▸ Given instruction 1:
According to the Meregali profile, why was he disqualified from the 2021 World Championship?
▸ Given instruction 2:
Return the lines of the entries starting with the line containing "In this exercise you will indicate every instance of the red" and going on through the line containing "<point>826,168</point>", with both of those lines included.

▸ Selected excerpt:
Nicholas Meregali (born 27 May 1994) is a Brazilian submission grappler and Brazilian jiu-jitsu (BJJ) black belt competitor. A multiple time world, Pan, European and Brazilian champion at colored belts, Meregali is a 3x IBJJF black belt World Champion and a 2 x ADCC World medallist.

Career 
Nicholas de Barcellos Meregali was born on 27 May 1994, in Santo Antônio in the Brazilian state of Rio Grande do Sul. Meregali began training when he was 16 years old at the ACJJ academy in Santo Antônio. At 17 he won the CBJJ Brazilian National Championship then joined Alliance Jiu-Jitsu under Mario Reis in Porto Alegre. Considered one of the best coloured belts in the world, Meregali won every IBJJF Jiu-Jitsu Championship at purple belt; he then won at brown belt two double gold world titles making him a five-time world champion. Reis promoted Meregali to black belt after his 2016 world title.

During his first year as black belt Meregali won the 2017 World Jiu-Jitsu Championship by beating division favourite Leandro Lo, one of the greatest BJJ competitors of all time, 2–0 in the final. The next year, Meregali won gold medal in the Super Heavyweight division of the Brazilian National Jiu-Jitsu Championship, submitting his opponent from the back in the final. In 2019, Meregali won the Brazilian national title again and added the open weight class title to earn "double gold." In 2019 he became world champion again in the Super Heavyweight division. 

Before the 2021 World Championship, Meregali left Alliance to join the Dream Art Project. After showing his middle finger to a spectator who was heckling him, Meregali was disqualified from the 2021 World Championship halfway through the ultra-heavyweight semi-final match, before the disqualification, he was considered to be on track to win both gold at his weight division and in Absolute.

At the 2022 World Jiu-Jitsu Championship Meregali won the title for the third time in Absolute and Silver in his division.

In interviews he has described himself as a perfectionist. Meregali has been described as having a "complete game," and he is known for his outstanding guard, especially his innovative use of the De La Riva position, and chokes from the back.

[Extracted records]
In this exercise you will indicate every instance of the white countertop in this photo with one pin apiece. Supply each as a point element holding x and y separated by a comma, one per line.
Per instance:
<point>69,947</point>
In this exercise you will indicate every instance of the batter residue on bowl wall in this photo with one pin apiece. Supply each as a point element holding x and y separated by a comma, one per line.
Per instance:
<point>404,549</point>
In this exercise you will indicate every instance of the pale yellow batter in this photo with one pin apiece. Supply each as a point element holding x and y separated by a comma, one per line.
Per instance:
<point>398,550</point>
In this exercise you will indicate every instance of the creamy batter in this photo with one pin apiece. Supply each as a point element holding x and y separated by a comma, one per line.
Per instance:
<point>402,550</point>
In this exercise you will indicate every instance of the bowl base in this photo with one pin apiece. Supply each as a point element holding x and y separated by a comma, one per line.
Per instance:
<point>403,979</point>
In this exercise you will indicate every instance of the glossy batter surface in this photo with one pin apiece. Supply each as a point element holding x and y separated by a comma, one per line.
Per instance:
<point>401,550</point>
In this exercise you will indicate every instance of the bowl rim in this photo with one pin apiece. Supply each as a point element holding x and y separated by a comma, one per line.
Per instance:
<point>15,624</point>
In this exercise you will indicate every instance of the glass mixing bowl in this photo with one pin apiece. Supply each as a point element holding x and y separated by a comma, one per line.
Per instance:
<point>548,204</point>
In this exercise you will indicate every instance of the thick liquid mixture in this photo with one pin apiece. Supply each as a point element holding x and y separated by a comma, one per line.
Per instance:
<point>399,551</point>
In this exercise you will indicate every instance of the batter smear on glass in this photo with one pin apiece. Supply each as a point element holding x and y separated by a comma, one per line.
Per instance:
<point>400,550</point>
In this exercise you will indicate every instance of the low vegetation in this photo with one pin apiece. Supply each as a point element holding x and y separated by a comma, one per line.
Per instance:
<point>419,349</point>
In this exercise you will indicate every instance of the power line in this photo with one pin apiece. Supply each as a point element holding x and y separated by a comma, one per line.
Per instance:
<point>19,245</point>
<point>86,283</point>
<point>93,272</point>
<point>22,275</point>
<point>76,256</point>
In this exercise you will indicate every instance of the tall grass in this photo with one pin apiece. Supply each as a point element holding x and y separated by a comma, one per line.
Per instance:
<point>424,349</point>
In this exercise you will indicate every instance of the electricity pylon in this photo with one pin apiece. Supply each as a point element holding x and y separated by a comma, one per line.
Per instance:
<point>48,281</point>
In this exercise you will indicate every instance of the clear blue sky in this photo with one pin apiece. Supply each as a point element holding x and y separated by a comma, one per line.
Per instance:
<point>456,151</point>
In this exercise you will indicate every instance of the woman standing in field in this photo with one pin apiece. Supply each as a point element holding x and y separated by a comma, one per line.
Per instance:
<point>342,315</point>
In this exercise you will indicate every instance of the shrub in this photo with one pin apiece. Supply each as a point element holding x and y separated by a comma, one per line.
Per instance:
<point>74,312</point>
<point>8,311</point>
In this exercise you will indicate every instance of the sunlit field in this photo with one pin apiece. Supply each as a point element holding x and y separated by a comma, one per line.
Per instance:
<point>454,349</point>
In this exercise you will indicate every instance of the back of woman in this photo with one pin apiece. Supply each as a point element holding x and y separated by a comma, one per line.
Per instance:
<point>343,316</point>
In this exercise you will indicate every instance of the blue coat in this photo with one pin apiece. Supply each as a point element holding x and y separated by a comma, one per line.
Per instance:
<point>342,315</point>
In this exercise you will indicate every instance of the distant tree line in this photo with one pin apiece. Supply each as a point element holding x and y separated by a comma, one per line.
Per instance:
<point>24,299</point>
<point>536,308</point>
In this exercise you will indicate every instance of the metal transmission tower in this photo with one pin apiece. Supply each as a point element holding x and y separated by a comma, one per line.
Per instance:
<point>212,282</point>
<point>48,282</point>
---
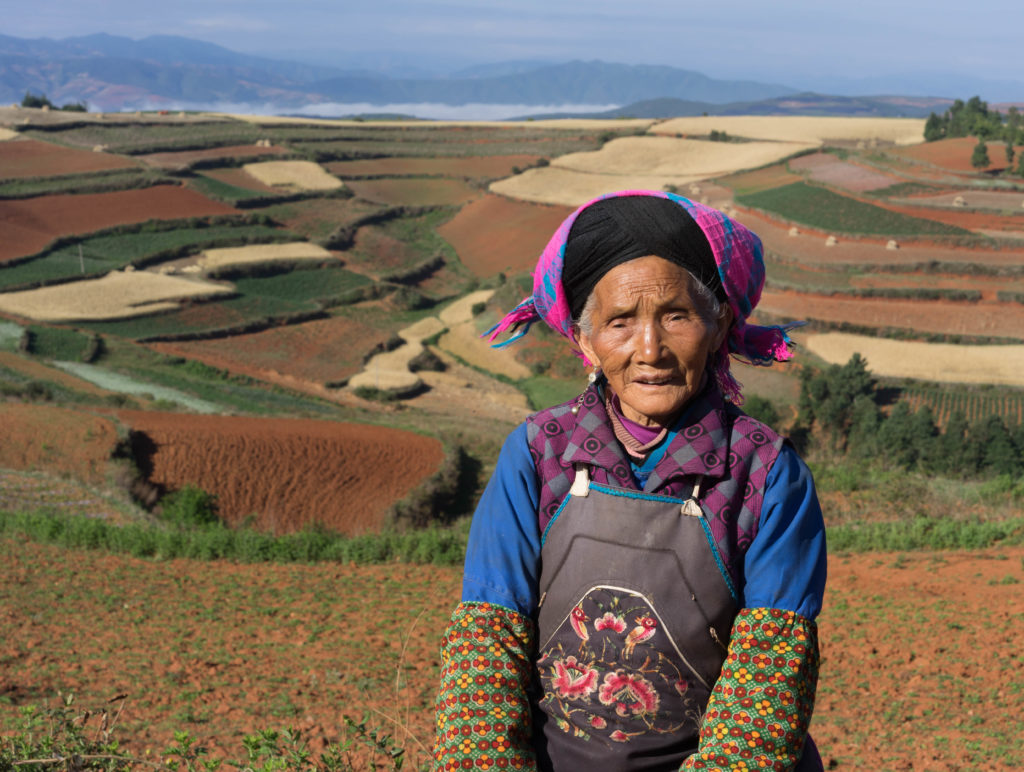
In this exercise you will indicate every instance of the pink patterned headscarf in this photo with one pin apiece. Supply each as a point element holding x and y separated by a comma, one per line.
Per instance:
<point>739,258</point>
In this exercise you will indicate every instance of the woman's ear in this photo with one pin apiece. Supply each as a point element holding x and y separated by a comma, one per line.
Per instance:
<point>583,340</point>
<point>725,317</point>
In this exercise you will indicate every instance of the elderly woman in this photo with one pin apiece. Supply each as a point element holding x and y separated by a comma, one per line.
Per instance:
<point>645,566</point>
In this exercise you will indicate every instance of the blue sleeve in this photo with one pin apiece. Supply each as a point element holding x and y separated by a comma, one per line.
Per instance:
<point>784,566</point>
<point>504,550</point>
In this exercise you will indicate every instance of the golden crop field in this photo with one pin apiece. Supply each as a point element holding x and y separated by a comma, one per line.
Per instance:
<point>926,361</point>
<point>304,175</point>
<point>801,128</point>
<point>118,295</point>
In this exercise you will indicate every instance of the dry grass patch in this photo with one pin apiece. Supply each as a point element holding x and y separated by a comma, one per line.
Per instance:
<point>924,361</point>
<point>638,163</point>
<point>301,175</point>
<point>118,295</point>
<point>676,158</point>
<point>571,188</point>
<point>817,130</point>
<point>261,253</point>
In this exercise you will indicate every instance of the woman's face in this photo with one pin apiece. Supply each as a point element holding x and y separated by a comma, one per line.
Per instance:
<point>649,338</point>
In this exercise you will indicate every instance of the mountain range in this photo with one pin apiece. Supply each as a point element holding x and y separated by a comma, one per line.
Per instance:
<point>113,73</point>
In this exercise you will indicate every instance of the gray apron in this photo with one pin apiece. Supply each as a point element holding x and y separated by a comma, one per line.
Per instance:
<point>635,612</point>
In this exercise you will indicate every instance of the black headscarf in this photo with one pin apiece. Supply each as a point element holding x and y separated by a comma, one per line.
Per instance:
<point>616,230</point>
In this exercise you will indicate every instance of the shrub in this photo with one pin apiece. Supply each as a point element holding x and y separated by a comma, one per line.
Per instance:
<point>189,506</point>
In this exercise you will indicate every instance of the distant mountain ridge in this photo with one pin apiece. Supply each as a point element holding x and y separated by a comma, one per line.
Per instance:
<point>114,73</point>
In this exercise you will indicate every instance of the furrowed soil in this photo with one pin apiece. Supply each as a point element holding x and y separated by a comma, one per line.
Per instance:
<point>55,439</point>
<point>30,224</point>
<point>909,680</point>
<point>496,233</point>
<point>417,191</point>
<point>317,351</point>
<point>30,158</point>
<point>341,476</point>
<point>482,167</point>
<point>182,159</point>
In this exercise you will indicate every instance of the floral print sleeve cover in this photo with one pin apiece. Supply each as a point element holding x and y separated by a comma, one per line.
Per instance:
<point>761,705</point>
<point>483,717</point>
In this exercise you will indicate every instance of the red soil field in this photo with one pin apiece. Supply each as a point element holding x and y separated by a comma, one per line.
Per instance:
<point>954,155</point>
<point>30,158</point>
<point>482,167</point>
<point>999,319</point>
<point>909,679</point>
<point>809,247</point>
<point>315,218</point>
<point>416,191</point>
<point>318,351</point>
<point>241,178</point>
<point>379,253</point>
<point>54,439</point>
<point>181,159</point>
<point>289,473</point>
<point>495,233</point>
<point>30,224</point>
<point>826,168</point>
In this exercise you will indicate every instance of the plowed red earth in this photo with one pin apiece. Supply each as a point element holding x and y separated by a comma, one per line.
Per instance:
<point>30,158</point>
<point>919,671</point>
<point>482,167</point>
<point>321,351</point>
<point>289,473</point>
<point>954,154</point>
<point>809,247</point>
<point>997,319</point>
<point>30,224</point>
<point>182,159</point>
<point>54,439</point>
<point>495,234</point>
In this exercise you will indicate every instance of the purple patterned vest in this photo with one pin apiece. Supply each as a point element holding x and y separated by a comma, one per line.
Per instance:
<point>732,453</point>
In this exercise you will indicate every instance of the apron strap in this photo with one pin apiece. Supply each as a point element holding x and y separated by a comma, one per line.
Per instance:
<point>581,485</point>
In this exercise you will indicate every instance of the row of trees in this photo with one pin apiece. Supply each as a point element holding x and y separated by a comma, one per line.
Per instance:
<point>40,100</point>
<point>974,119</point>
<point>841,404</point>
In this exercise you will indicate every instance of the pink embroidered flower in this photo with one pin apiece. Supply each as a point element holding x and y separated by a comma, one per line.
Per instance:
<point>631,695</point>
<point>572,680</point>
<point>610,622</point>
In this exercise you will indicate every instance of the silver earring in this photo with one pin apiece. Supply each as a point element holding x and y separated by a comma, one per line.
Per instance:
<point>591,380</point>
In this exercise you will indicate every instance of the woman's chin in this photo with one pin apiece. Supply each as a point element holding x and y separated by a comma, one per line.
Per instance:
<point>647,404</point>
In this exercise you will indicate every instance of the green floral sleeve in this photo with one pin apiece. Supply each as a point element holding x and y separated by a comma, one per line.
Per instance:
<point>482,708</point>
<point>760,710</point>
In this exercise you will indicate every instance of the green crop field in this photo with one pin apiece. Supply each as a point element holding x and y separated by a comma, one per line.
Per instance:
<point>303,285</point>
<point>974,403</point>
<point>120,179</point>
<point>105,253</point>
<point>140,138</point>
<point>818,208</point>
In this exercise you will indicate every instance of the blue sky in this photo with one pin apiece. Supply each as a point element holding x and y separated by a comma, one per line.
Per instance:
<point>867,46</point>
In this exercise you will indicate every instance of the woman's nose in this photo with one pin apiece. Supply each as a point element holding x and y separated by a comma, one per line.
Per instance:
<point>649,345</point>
...
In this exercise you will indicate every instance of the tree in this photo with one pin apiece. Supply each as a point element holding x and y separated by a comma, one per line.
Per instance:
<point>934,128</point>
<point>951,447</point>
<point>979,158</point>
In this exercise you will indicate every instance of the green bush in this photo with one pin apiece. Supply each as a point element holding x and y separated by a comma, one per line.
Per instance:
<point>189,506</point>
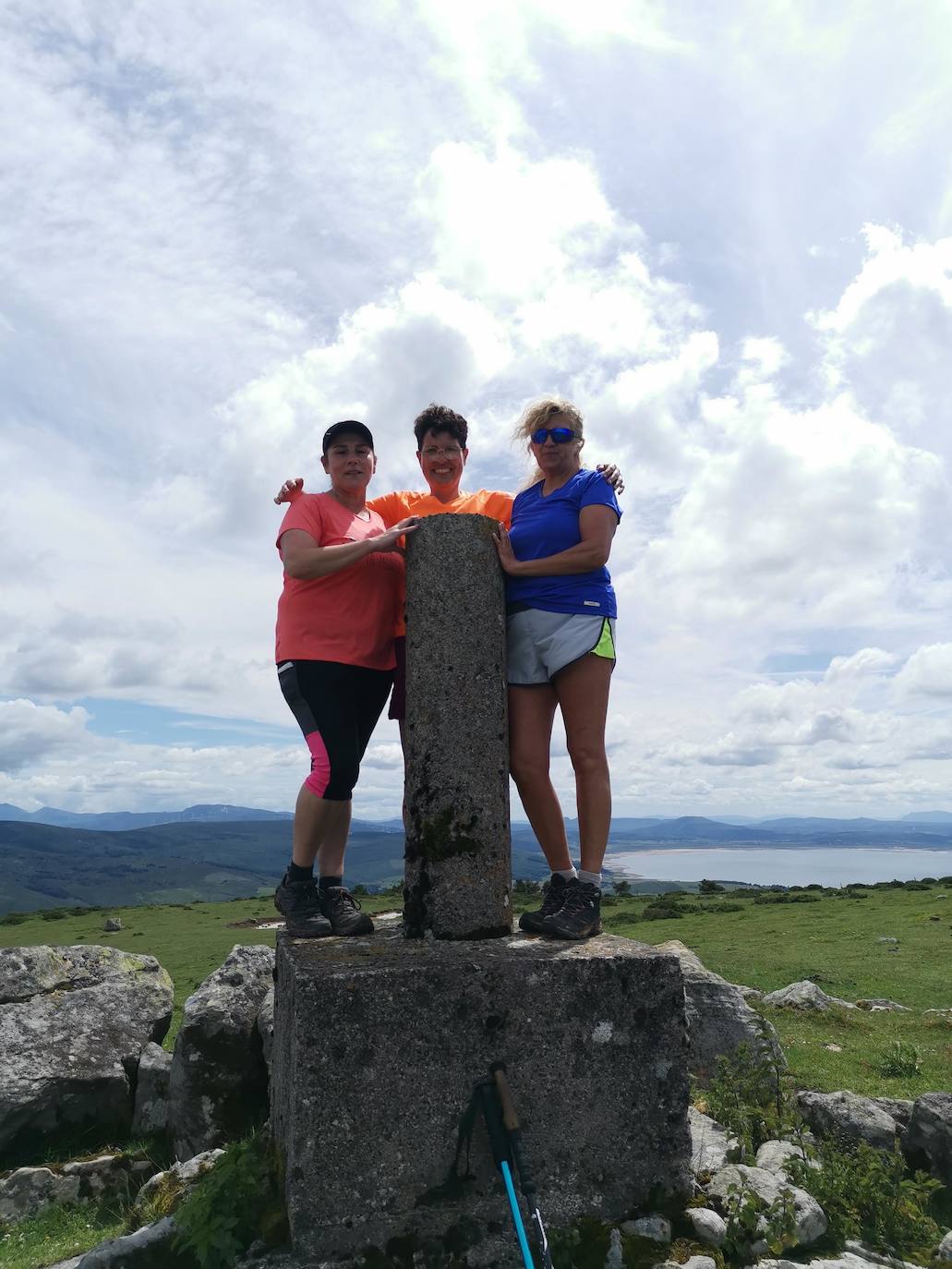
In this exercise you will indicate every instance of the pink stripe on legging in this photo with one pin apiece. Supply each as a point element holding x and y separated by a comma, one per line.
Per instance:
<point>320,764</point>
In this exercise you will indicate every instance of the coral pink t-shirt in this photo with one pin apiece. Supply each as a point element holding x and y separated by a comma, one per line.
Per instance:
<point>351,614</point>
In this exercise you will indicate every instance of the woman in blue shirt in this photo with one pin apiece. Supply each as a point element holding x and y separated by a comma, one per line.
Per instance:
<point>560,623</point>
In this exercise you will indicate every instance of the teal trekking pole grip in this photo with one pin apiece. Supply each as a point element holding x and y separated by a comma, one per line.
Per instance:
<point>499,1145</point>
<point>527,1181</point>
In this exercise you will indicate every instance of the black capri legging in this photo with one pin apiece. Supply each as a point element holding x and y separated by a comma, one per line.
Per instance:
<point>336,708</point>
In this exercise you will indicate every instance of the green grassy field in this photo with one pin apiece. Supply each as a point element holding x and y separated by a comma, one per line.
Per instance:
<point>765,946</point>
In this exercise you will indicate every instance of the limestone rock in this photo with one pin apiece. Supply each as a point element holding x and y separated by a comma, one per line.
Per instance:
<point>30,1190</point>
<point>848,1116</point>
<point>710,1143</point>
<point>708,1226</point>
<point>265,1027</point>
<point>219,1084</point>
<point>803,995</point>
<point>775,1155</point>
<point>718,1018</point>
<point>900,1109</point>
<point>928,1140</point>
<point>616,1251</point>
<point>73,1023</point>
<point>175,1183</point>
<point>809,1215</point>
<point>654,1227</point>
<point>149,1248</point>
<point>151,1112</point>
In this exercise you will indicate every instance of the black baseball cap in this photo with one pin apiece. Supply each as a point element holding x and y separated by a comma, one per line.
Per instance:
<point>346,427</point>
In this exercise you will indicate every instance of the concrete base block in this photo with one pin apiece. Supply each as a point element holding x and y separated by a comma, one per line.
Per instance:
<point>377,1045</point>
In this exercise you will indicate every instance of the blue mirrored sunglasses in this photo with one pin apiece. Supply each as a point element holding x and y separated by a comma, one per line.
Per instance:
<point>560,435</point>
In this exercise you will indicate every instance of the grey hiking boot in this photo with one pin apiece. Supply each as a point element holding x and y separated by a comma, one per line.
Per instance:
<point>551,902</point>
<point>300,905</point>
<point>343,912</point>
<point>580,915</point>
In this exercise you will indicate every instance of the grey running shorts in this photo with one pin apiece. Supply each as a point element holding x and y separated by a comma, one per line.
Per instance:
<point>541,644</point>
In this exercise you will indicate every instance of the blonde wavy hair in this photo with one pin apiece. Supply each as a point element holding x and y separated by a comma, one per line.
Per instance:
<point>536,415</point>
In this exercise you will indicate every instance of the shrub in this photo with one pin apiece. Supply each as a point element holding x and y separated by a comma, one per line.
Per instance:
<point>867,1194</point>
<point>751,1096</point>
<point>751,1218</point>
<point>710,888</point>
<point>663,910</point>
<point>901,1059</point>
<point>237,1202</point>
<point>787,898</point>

▸ Correct answer 1:
A spectator was heckling him, and he showed that person his middle finger. He was disqualified halfway through the ultra-heavyweight semi-final match.

▸ Correct answer 2:
In this exercise you will indicate every instance of the red soil field in this photo with one pin apiece. Supply each as a point element holding x and y separated by a comma, one per line.
Per instance:
<point>954,155</point>
<point>30,158</point>
<point>482,167</point>
<point>999,319</point>
<point>909,679</point>
<point>809,247</point>
<point>315,218</point>
<point>416,191</point>
<point>318,351</point>
<point>241,178</point>
<point>379,253</point>
<point>54,439</point>
<point>181,159</point>
<point>289,473</point>
<point>495,233</point>
<point>30,224</point>
<point>826,168</point>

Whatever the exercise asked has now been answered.